- **Text extract**
= Koutaiba Al Janabi =

Koutaiba Al-Janabi is a British-based Iraqi filmmaker, director and photographer. He filmed Wasteland: Between London and Baghdad and the 2010 award-winning film, Leaving Baghdad. He is a member of the Hungarian Society of Cinematographers.

==Early life==

Koutaiba was born in Baghdad. In Budapest, Hungary he studied photojournalism. His diploma project was about Palestinian refugee camps in Lebanon. He attended the Budapest Academy of Drama and Cinema, qualifying as a cinematographer. He studied under Lajos Koltai, Oscar-nominated cinematographer defining the “Hungarian style” of lighting and composition. He worked in the Hungarian film and television industry and completed a PhD on the aesthetics and history of Arab cinema at ELTE University before relocating to London. Koutaiba worked as a cinematographer on various films, produced and directed programmes for MBC and produced/directed short films and documentaries. He moved into screenwriting and directing feature films. His first feature film was Leaving Bagdhad. Independently produced, the film was well received and won awards and was shown at festivals and screenings. Raindance, the British Film Institute, the Gulf Film Festival, festivals in Ghent, Monaco, Sweden, Thailand, Fiji, Spain, Germany and Iran selected Leaving Baghdad for their programmes.

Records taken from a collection

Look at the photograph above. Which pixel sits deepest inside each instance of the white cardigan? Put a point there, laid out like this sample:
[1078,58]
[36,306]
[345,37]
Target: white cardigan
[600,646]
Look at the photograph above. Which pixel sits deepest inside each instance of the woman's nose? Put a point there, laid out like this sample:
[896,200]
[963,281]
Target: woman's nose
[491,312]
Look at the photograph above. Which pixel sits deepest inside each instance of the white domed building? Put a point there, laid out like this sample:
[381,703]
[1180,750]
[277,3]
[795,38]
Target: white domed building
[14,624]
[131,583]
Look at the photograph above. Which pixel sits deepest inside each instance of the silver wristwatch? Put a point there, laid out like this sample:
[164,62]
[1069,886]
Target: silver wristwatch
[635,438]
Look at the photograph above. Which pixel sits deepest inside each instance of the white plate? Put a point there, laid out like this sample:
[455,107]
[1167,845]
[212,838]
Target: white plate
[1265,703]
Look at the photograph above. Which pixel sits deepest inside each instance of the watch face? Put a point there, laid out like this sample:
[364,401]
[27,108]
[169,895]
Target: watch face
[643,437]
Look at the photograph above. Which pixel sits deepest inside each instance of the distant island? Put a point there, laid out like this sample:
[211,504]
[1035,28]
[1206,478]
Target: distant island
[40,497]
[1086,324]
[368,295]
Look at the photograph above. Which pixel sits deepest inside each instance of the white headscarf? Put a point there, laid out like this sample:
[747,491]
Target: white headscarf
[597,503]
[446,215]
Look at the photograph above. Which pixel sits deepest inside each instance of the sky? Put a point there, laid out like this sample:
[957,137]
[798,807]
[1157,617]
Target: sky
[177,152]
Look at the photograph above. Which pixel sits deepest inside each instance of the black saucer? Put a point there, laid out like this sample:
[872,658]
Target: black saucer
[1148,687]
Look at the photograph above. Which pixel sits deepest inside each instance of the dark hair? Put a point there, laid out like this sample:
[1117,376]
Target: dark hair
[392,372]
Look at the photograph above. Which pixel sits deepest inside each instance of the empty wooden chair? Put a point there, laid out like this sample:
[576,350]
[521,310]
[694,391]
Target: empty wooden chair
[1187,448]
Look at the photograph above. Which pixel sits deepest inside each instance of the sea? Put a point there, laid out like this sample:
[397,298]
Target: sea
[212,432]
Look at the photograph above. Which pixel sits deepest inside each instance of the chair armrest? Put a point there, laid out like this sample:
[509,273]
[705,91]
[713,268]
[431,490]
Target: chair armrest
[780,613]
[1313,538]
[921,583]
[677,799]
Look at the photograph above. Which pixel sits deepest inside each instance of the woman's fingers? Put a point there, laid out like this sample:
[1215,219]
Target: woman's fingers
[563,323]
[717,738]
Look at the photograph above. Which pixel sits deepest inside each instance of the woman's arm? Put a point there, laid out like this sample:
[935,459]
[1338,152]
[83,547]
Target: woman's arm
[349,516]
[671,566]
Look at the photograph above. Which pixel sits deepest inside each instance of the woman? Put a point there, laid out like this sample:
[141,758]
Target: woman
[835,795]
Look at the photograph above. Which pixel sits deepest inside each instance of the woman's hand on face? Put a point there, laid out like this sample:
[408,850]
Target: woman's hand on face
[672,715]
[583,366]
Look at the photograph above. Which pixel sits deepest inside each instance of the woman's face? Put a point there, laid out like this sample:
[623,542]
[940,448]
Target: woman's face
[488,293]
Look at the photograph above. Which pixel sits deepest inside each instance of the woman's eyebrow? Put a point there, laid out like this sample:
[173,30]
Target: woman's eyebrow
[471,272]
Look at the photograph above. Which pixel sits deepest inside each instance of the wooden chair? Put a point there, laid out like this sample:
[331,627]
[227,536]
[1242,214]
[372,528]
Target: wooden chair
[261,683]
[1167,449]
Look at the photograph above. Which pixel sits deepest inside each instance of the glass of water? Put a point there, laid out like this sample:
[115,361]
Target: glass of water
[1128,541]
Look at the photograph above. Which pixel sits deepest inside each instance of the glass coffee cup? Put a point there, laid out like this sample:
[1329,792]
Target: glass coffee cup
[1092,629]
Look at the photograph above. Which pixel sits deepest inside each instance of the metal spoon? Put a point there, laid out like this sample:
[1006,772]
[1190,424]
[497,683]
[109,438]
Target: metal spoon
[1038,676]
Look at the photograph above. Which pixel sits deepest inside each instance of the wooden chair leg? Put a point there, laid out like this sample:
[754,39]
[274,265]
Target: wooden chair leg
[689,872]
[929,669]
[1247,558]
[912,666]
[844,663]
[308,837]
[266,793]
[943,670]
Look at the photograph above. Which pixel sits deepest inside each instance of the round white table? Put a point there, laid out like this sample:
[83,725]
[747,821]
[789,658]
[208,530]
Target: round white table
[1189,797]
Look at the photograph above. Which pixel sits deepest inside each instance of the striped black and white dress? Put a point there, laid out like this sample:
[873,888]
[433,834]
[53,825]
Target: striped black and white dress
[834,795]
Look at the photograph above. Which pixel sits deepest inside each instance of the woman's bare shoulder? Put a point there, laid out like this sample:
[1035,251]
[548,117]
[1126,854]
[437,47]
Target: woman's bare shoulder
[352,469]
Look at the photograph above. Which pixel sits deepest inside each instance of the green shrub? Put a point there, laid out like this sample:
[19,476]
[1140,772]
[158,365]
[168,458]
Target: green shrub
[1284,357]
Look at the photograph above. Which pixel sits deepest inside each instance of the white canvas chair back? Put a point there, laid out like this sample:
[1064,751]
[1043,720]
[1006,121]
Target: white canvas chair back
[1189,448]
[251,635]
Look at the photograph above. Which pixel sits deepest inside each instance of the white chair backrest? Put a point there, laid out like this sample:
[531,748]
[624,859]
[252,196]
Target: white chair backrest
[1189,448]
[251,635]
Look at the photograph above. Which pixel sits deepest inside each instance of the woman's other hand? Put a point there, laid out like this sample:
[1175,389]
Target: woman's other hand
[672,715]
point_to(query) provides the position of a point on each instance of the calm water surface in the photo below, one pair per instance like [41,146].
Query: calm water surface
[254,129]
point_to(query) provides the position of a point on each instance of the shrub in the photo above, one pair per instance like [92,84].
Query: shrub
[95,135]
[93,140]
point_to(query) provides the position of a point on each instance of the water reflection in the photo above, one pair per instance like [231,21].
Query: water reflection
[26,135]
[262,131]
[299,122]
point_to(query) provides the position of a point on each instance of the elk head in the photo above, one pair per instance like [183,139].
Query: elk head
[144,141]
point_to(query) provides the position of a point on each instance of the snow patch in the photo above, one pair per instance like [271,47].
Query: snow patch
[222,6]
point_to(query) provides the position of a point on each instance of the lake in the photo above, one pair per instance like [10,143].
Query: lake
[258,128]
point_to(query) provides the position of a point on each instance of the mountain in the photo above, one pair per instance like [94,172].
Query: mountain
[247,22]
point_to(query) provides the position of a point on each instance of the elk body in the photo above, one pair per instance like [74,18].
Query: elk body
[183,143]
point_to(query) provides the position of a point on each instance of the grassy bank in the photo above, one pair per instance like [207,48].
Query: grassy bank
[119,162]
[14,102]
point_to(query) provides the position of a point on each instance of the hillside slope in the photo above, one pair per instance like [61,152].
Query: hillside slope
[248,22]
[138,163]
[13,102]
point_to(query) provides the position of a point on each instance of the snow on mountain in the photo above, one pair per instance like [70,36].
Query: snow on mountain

- **Exercise prompt**
In the text on Koutaiba Al-Janabi, what subject did his photojournalism diploma project cover?

- **Solution to this task**
Palestinian refugee camps in Lebanon.